WORK ITEM A ->
In the article on Zomato's planned IPO, begin at the words "The development comes" and stop after "Naspers and others.". Reproduce that span word for word.
WORK ITEM B ->
According to the article on Zomato's planned IPO, how much money does the company have in the bank?
WORK ITEM C ->
Resume the article on Zomato's planned IPO from its last sentence and carry it forward.

SUPPLIED TEXT ->
§

Online food ordering firm Zomato is gearing up to go public by mid-2021 in what could mark a turning point for Indian unicorns even as they wait to turn profitable.

If the Gurugram-based startup pulls off the feat, it will join the likes of MakeMyTrip, which listed on NASDAQ in 2010, and Zomato’s single-largest shareholder Info Edge India Ltd, which was listed on BSE in 2006.

Zomato founder and CEO Deepinder Goyal told employees about the initial public offering (IPO) on Thursday—the day Info Edge informed the exchanges that Zomato has raised $103 million from New York-based Tiger Global Management as a part of its ongoing Series J financing.

In an email reviewed by Mint, Goyal also told employees that the company has around $250 million in the bank, which will be used for potential mergers and acquisitions and to fight price competition in the market.

The development comes a week after Zomato raised $62 million from MacRitchie Investments, a unit of Singapore’s state investment arm Temasek Holdings; and disclosed a $150 million commitment from China’s ANT Financial, of which it has received $50 million.

“Our finance and legal teams are working hard to take us to IPO sometime in the first half of next year. The value of our business is going up dramatically, all thanks to the hard work and commitment of our team,” Goyal said in his email.

With the latest funding, Zomato’s valuation is estimated to have inched up from $3.25 billion to $3.3 billion, closing the gap with rival Swiggy, which was last valued at $3.6 billion. Swiggy raised $156 million earlier this year from Naspers and others.

§

STORED DATA ->

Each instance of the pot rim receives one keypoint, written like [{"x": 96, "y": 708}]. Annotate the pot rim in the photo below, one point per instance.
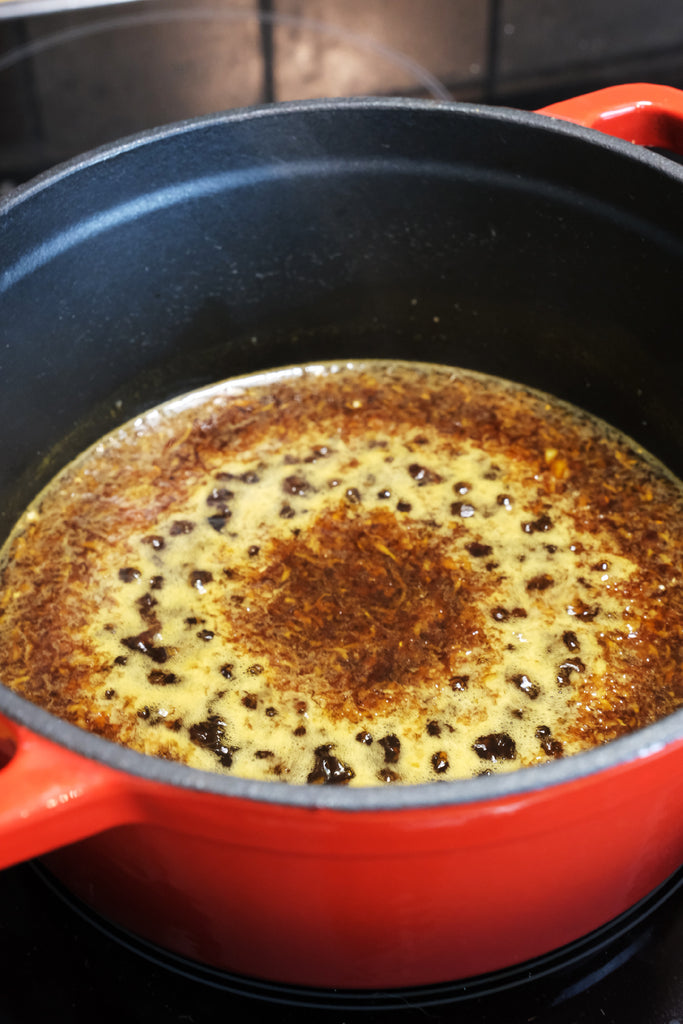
[{"x": 619, "y": 754}]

§

EXPECTED OUTPUT A ->
The development comes a week after Zomato raised $62 million from MacRitchie Investments, a unit of Singapore’s state investment arm Temasek Holdings; and disclosed a $150 million commitment from China’s ANT Financial, of which it has received $50 million.

“Our finance and legal teams are working hard to take us to IPO sometime in the first half of next year. The value of our business is going up dramatically, all thanks to the hard work and commitment of our team,” Goyal said in his email.

With the latest funding, Zomato’s valuation is estimated to have inched up from $3.25 billion to $3.3 billion, closing the gap with rival Swiggy, which was last valued at $3.6 billion. Swiggy raised $156 million earlier this year from Naspers and others.

EXPECTED OUTPUT B ->
Around $250 million.

EXPECTED OUTPUT C ->
Currently, Zomato is looking to close the latest funding round, which will increase its bank balance to $600 million, Goyal said.

“The best part is that our burn rate is very low, and our market share is accelerating in all regions… We have no immediate plans on how to spend this money. We are treating this cash as a ‘war-chest’ for future M&A, and fighting off any mischief or price wars from our competition in various areas of our business,” added Goyal in his mail.

As Zomato looks to go public, losses for the firm haven’t seen any significant improvement. Although Zomato doubled its revenue to $394 million in 2019-20, losses also marginally increased to $293 million from $277 million in 2018-19.

Analysts said the losses wouldn’t impact Zomato’s IPO aspirations.

“Companies such as Facebook and Amazon were loss-making at the time they went public. So losses might not hold back Indian tech unicorns from an IPO. If a company isn’t profit-making, it will have to go through a book-building process where a stock price is decided within a range based on bids received,” said Santosh N., managing partner, D and P Advisory Services LLP, a management consultant.

According to Santosh, Zomato going public will generate bullish sentiment among late-stage investors who have invested in Indian unicorns, startups which have only seen investors exit through lateral stake-sale to other venture capitalists.

Local investors also seem to have failed to understand loss-making technology companies, forcing startups to look at exchanges overseas to go public. With tech companies performing at an all-time high on NASDAQ, the market will likely see an uptick in global technology IPOs.

“When a company is private, there can be mispricing with new investors boosting valuations. True value gets discovered during the listing process of the company and what market investors are ready to pay,” said Santosh.

In its latest report, published in August, Zomato estimated that business for the food delivery industry will come back to pre-covid levels in the next 2-3 months, with 70% of restaurants on its platform delivering food at present.